The problem
Write out, character for character, the line containing "Target: man's leg" and all lines after it up to the end of the listing.
====== Material supplied ======
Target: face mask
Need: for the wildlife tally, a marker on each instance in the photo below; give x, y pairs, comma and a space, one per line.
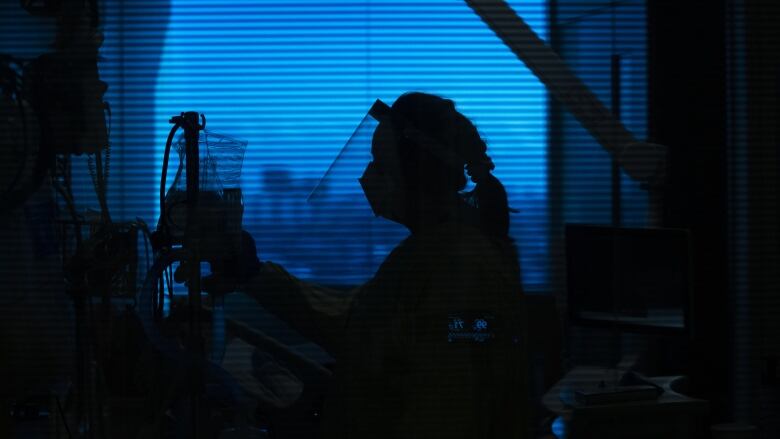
382, 193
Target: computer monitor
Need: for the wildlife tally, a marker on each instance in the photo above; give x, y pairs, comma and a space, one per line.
633, 279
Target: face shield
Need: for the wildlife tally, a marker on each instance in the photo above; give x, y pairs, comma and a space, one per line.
367, 170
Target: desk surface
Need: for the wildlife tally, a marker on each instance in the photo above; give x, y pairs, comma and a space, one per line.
588, 377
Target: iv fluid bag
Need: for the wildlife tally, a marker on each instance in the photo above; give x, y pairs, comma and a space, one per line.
220, 204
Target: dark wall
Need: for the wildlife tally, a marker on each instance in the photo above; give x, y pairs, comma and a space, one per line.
687, 113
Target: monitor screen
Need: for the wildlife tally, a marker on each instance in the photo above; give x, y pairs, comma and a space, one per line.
631, 278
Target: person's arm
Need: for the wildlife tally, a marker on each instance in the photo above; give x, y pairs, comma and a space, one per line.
317, 312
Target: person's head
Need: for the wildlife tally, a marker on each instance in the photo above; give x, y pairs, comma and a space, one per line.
427, 182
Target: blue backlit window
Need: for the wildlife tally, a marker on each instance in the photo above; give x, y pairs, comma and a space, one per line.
294, 79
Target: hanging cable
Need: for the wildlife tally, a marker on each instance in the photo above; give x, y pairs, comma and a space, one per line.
166, 157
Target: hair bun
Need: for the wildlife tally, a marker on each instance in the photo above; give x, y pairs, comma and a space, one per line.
479, 170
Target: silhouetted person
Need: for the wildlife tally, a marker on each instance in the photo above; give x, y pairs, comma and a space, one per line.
433, 344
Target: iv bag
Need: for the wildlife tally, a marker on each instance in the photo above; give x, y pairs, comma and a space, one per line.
220, 205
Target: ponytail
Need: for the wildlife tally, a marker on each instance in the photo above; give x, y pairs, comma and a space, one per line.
489, 196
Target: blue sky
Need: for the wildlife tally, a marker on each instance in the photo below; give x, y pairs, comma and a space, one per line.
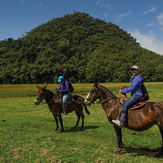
142, 18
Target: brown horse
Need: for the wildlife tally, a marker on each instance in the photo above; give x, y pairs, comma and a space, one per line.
139, 120
55, 106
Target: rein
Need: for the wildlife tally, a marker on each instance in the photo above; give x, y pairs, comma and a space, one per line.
106, 100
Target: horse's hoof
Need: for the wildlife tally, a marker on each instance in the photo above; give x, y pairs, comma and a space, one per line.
158, 155
116, 152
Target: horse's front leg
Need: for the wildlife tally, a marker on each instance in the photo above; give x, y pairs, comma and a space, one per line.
61, 122
119, 138
56, 120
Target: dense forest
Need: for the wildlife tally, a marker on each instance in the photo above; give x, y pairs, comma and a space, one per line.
81, 48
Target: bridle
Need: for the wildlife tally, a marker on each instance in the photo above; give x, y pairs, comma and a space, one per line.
92, 98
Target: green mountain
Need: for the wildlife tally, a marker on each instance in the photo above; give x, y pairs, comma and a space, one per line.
81, 48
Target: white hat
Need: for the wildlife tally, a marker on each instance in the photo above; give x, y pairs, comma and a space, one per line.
134, 67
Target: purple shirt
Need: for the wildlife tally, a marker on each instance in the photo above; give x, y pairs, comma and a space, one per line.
64, 87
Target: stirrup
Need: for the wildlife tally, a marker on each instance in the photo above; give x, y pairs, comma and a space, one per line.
64, 113
117, 123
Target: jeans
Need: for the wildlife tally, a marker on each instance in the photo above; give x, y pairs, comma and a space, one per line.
130, 102
65, 98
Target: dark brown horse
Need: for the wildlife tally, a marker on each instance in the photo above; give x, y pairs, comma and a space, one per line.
55, 105
138, 120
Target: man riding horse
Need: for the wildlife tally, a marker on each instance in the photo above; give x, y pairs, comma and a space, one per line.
65, 90
136, 94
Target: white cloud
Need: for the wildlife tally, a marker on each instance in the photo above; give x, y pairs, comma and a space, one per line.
102, 5
127, 14
160, 19
153, 8
124, 15
98, 2
148, 41
151, 24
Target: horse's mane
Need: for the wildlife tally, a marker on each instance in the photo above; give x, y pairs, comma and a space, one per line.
50, 92
108, 91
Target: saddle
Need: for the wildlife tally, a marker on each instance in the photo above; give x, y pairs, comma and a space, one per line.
72, 99
139, 104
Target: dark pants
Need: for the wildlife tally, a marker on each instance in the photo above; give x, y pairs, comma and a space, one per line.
130, 102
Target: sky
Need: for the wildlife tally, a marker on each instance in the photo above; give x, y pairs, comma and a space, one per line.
143, 19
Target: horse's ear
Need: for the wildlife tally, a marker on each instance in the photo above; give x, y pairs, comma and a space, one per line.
45, 86
97, 84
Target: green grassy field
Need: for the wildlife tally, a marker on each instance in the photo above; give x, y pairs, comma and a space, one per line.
27, 131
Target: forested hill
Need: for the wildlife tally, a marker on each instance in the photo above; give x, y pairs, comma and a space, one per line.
81, 48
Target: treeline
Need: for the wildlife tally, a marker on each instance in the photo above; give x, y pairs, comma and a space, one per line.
81, 48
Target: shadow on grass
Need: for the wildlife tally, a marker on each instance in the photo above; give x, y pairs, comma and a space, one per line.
139, 151
76, 129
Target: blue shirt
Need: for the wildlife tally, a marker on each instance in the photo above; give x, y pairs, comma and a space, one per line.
136, 84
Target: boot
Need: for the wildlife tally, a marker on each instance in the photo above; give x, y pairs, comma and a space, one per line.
120, 123
64, 112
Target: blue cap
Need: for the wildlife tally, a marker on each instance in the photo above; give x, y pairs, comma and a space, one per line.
60, 78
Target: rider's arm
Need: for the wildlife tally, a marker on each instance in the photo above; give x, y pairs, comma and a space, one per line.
66, 88
134, 85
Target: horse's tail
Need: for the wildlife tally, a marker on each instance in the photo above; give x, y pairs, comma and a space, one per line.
86, 110
82, 102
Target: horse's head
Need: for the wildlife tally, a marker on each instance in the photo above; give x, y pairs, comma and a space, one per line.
41, 94
93, 95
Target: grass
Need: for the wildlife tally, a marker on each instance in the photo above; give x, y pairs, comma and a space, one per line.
27, 133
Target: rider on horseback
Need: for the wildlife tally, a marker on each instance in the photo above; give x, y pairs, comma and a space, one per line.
64, 88
136, 94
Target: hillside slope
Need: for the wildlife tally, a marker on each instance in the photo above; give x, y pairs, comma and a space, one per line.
81, 48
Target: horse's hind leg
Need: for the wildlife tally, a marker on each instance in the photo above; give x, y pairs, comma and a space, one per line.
80, 108
78, 115
56, 120
161, 149
61, 122
119, 138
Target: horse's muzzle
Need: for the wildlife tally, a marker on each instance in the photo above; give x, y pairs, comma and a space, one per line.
87, 103
37, 101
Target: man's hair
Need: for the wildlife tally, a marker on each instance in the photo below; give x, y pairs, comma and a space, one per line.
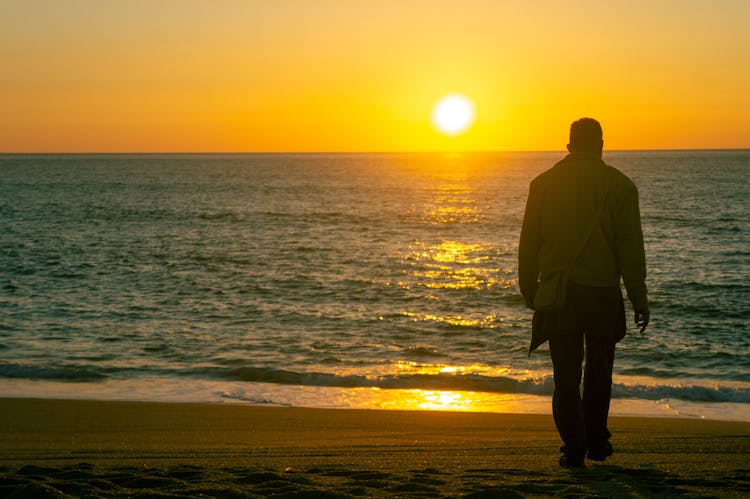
585, 135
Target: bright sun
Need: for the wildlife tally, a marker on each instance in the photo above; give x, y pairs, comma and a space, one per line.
453, 114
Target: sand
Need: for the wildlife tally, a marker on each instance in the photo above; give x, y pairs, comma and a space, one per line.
58, 448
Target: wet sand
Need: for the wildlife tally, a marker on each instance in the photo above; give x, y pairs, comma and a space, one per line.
54, 448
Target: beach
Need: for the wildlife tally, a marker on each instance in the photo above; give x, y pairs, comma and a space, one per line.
54, 448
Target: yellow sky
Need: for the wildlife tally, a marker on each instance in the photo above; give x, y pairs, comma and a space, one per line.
362, 75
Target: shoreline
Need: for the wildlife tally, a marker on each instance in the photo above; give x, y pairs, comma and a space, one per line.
64, 444
322, 397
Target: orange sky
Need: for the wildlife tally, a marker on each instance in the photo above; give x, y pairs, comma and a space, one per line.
360, 75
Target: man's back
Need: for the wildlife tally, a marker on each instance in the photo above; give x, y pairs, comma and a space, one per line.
562, 201
582, 222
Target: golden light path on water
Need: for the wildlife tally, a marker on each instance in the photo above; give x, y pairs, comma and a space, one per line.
451, 264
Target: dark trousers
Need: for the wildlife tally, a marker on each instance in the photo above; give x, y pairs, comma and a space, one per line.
593, 318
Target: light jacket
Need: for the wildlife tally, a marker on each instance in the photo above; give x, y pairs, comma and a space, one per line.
561, 203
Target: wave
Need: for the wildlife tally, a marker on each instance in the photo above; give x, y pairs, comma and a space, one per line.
543, 385
62, 373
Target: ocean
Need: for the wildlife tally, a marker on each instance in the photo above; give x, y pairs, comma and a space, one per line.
349, 280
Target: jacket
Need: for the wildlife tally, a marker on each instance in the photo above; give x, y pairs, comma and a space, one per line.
559, 207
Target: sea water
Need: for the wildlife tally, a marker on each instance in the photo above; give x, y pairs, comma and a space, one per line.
349, 280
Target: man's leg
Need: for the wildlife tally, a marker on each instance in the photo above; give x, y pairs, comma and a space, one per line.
566, 350
597, 390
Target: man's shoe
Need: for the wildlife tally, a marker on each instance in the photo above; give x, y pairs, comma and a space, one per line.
600, 453
571, 462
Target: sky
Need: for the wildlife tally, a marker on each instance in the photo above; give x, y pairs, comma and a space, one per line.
364, 75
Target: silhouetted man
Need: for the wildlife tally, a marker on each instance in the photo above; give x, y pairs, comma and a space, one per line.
582, 219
======
Solution for this problem
Target: man's leg
Need: for the wildlife tally, a marker on each instance in the photo above; give x, y pairs, comma and a space, one per line.
566, 350
597, 390
Target: man's shoe
Need: for the wildlife tally, a marker on each instance in the photo above; give x, y pairs, comma and a space, one per line.
600, 453
571, 462
Target: sky
Need: for the wildlife tally, a marker on each instance in the photo above; give x, y pairs, comma and a space, one per line.
364, 75
Target: silhouetted man
Need: for the wildlife tally, a marker on each instance in the photo above; give x, y pairs, comma and a space, one per line.
582, 219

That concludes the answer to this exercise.